◆ TASK DIRECTIONS
Starting at the beginning of the data and ending at the line that contains "x=127, y=23", both included, write out every line again, requests included, and shift each x and y coordinate in the answers by adding -150 to it.

[BEGIN PROVIDED RECORDS]

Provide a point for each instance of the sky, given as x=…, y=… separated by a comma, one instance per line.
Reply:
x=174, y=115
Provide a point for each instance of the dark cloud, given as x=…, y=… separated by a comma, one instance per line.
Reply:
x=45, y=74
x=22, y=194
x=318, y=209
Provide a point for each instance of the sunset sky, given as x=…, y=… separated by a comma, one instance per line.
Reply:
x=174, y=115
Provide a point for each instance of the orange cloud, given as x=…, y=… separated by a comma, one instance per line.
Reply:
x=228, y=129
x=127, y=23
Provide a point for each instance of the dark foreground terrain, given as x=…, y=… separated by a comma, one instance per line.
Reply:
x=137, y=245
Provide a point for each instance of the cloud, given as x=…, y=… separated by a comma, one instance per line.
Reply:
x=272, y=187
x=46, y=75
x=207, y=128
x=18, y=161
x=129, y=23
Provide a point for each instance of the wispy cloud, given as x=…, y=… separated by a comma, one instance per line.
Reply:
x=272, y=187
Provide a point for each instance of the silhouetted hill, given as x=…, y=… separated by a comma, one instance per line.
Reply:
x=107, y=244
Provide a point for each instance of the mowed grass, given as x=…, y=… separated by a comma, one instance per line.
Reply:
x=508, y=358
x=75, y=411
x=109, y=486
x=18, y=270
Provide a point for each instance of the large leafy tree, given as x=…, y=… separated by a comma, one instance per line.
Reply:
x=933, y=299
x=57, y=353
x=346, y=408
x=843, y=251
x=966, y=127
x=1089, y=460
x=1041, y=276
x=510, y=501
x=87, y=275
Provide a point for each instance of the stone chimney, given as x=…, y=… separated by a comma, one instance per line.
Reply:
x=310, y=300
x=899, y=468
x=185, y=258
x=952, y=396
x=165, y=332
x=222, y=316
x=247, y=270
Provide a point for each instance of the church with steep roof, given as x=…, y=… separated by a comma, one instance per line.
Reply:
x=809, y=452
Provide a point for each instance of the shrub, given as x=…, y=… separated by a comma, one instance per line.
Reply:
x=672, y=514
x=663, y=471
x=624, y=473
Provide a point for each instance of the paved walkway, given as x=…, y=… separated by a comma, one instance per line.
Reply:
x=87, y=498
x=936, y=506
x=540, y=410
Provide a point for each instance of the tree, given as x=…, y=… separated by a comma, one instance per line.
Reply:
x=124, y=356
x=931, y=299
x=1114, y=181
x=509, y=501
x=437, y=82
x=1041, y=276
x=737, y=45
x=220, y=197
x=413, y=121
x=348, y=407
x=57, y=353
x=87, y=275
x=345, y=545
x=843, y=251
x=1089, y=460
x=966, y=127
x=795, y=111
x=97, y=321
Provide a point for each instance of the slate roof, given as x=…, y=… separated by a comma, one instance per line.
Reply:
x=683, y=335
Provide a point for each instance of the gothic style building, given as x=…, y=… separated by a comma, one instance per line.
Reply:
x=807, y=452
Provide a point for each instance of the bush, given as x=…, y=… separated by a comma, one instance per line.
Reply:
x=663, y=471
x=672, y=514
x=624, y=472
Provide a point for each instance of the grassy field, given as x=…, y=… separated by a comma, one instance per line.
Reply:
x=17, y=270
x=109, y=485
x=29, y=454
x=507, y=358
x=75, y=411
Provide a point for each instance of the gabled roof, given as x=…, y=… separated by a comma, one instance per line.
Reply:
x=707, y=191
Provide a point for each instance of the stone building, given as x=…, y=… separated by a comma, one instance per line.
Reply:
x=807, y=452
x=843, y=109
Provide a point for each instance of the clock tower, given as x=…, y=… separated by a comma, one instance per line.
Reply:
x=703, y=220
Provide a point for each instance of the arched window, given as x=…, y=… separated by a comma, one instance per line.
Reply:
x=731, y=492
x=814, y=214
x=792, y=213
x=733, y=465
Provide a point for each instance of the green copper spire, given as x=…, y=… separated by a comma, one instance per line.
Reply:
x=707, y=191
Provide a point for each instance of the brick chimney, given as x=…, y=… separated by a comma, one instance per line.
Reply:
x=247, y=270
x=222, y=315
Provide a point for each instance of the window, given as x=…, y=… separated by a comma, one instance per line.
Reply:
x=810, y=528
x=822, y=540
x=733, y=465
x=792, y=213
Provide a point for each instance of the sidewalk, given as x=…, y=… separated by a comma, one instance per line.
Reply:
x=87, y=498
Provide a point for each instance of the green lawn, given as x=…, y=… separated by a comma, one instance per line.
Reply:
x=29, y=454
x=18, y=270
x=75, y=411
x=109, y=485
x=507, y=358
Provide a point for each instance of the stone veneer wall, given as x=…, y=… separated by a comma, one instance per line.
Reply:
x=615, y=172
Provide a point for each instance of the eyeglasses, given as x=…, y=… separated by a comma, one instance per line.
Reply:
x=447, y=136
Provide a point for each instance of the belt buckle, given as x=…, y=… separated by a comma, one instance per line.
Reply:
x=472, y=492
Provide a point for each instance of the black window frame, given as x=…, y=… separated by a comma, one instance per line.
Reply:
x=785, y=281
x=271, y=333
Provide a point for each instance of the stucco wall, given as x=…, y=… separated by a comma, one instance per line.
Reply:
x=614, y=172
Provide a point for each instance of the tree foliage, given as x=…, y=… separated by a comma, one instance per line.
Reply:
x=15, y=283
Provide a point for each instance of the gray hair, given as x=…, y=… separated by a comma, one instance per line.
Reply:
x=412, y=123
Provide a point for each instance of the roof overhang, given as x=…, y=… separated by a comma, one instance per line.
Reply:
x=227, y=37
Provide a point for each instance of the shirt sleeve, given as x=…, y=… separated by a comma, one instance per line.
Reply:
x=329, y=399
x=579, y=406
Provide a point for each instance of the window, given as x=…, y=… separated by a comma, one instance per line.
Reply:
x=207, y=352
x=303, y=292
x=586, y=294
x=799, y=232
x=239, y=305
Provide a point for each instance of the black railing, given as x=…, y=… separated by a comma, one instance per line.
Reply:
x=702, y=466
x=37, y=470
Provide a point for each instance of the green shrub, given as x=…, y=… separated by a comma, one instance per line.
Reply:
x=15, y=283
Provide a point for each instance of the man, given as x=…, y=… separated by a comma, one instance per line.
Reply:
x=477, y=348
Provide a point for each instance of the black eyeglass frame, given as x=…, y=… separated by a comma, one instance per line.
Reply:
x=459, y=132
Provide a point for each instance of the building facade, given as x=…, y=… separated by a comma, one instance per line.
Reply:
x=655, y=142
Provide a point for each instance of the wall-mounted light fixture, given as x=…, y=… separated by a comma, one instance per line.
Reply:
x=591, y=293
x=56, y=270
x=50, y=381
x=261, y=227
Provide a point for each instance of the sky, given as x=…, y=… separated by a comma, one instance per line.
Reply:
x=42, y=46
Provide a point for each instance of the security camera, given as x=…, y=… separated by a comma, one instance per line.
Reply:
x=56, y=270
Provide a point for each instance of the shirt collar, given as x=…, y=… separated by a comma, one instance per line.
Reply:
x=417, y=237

[END PROVIDED RECORDS]

◆ SOLVED EXERCISE
Provide a point for each instance of the sky, given as x=…, y=… separated by a comma, one instance per line.
Reply:
x=24, y=-35
Provide a point for each instance of the dark cloud, given as x=…, y=… separated by a comma, one instance per line.
Reply:
x=-105, y=-76
x=-128, y=44
x=168, y=59
Provide a point for each instance of the sunset sky, given as x=…, y=… separated by a comma, one instance per line.
Reply:
x=24, y=-35
Provide a point for each instance of the orange cloud, given as x=…, y=… separated by a comma, one instance per line.
Reply:
x=78, y=-21
x=-23, y=-127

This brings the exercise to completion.